-- Start --
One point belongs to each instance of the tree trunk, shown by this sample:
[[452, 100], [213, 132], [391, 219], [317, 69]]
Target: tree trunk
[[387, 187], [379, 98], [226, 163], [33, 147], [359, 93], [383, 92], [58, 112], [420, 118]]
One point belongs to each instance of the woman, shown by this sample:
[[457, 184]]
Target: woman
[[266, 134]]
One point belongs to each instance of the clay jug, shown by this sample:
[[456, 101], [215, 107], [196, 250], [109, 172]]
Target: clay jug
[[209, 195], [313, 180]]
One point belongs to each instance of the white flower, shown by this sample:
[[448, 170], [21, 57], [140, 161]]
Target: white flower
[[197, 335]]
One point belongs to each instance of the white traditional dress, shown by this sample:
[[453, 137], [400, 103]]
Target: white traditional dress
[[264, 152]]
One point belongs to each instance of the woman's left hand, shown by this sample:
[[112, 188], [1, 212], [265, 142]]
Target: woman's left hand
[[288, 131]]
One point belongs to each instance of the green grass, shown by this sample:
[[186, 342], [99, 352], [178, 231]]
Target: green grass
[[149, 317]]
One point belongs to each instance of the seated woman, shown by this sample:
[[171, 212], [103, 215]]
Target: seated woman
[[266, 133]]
-- End --
-- Start --
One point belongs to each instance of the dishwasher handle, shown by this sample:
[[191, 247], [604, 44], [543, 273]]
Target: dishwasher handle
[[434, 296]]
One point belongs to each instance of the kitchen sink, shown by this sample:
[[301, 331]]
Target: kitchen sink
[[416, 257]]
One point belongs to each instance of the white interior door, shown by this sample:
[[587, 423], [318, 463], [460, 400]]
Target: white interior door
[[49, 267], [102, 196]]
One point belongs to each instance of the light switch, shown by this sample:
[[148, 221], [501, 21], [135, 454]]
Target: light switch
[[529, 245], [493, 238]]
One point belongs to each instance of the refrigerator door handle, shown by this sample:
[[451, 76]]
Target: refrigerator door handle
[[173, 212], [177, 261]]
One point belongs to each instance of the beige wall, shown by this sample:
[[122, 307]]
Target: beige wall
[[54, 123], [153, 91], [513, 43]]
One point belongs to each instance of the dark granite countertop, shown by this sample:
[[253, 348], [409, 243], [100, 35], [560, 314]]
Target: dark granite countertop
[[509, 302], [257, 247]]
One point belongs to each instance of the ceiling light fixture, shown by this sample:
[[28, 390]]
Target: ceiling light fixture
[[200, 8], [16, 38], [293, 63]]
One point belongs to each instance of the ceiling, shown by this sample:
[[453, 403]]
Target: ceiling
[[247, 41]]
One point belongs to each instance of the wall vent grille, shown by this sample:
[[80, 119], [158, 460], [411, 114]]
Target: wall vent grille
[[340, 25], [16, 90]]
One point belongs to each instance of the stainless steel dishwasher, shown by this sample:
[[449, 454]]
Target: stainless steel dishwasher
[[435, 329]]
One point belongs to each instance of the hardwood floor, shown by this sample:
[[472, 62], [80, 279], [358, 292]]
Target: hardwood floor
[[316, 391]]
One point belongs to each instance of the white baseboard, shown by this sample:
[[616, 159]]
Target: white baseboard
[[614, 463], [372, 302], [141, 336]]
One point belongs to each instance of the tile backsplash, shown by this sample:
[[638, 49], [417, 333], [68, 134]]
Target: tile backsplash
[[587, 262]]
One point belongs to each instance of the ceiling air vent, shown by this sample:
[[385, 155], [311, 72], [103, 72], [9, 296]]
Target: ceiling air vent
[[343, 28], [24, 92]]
-- End --
◆ What is asked ◆
Can you repeat the rows from the line with "One point belongs to each instance of the tree" to the line with "[[266, 134]]", renaming "tree trunk" to "pine trunk" and leaving everything else as it is?

◆ Worked solution ◆
One point belongs to each instance of the pine trunk, shown by this sample:
[[452, 100], [213, 132], [391, 219], [317, 69]]
Target: pine trunk
[[387, 187], [379, 98], [226, 163], [33, 147], [359, 93], [383, 92], [58, 112], [420, 118]]
One point belongs to each instance of the woman, shown by this sample:
[[457, 184]]
Target: woman
[[266, 134]]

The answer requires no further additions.